── Dataset entries

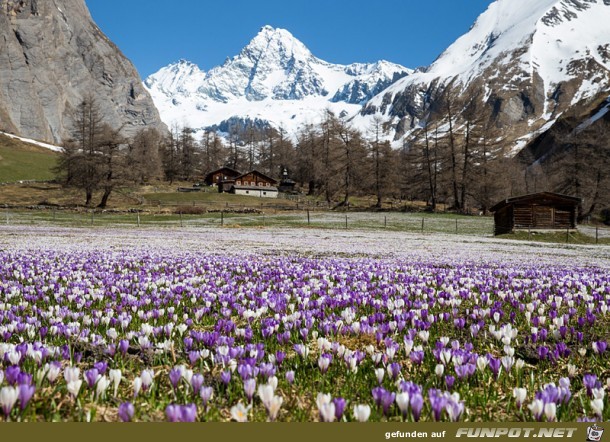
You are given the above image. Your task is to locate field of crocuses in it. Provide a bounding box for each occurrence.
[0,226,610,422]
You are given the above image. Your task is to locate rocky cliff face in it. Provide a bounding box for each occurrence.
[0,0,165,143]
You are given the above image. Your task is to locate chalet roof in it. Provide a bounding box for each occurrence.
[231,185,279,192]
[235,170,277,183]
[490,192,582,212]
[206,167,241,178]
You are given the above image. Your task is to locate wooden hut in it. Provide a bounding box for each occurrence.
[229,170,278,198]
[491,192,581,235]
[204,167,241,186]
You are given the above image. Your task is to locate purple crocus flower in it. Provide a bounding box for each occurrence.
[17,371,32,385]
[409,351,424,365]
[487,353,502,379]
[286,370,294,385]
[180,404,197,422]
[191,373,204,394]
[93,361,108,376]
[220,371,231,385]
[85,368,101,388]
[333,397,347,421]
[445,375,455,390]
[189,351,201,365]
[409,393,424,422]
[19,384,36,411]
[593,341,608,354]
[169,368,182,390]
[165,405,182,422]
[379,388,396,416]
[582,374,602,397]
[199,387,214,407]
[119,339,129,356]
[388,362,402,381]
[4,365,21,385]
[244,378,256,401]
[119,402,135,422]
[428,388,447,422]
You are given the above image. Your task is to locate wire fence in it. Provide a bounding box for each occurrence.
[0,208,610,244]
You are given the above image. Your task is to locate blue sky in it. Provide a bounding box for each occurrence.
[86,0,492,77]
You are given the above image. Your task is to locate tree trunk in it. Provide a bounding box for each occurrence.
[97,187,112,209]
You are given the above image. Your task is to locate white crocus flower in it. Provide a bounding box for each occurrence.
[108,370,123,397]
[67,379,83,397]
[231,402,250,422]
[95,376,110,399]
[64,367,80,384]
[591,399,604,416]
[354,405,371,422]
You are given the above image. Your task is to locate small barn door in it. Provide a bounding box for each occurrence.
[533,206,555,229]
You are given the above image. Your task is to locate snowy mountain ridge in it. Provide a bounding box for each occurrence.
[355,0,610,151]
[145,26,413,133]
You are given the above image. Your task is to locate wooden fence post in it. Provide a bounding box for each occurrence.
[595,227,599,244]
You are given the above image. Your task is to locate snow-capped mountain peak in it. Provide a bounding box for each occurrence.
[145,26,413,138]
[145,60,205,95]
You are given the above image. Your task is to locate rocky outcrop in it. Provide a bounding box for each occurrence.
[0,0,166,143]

────

--- Stated problem ---
Present every line of the items above as a numbered list, omitting blank lines. Leave the picture out of the answer.

--- Output of the task ---
1. You are given the above image. Your task is to locate field of crocuses in it. Provide a bounding box for each occurrence.
2. [0,226,610,422]
3. You are given the above image. Your task is to locate rocky cliff face in it. Provide a bounding box for each occurrence.
4. [0,0,165,143]
5. You are given the above image. Your task is to locate chalet roof in it. Provide a bounding box for each occurrence.
6. [231,185,279,192]
7. [235,170,277,183]
8. [490,192,582,212]
9. [206,167,241,178]
10. You are given the above image. Your task is to locate wooden hut in it. Provide a bounding box for each occurrence.
11. [229,170,278,198]
12. [491,192,581,235]
13. [204,167,241,186]
14. You are given the above image. Your task is to locate purple crocus flower in it. Provide a bounding box for each occurrence.
15. [17,371,32,385]
16. [409,351,424,365]
17. [487,353,502,379]
18. [286,370,294,385]
19. [180,404,197,422]
20. [191,373,204,394]
21. [93,361,108,376]
22. [220,371,231,385]
23. [85,368,101,388]
24. [333,397,347,421]
25. [445,375,455,390]
26. [189,351,201,365]
27. [409,393,424,422]
28. [19,384,36,411]
29. [593,341,608,354]
30. [169,368,182,390]
31. [165,405,182,422]
32. [379,388,396,416]
33. [582,374,602,397]
34. [199,387,214,407]
35. [119,339,129,356]
36. [388,362,402,381]
37. [4,365,21,385]
38. [244,378,256,401]
39. [119,402,135,422]
40. [428,388,447,422]
41. You are given the above image. Your task is to locate wire fence in it. Provide a bounding box for each occurrence.
42. [0,208,610,244]
43. You are given the above image. Your task is to locate blue sky in it. Provide a bounding box for each occurrence.
44. [86,0,492,77]
45. You are given the above image. Your task is to locate tree trunk in it. Provide a bounding box for each occurrence.
46. [97,187,112,209]
47. You are given the above image. Your task is to locate white crocus flower in it. Provide a bounding box for each occurrence.
48. [108,370,123,397]
49. [67,379,83,397]
50. [231,402,250,422]
51. [95,376,110,399]
52. [64,367,80,384]
53. [591,399,604,416]
54. [354,405,371,422]
55. You are given the above image. Your task is to locate small barn door in it. Provide a bounding box for each occurrence.
56. [533,206,555,229]
57. You are given the above image. Your task is to locate snowy mountain ridge in it. Provide a bounding box for each occurrence.
58. [355,0,610,151]
59. [145,26,413,133]
60. You are given the above image. Your task is to locate wooden fence post in it. Provide a bounding box for each occurrence.
61. [595,227,599,244]
62. You are given the above image. Your task is to locate snow-capped mountain peak in it. Provide a bounding box for each occurrence.
63. [145,26,413,138]
64. [145,60,205,95]
65. You are given the above image. Your task is to locate rocky outcrop in it. Provide a bounding box for each occurrence.
66. [0,0,166,143]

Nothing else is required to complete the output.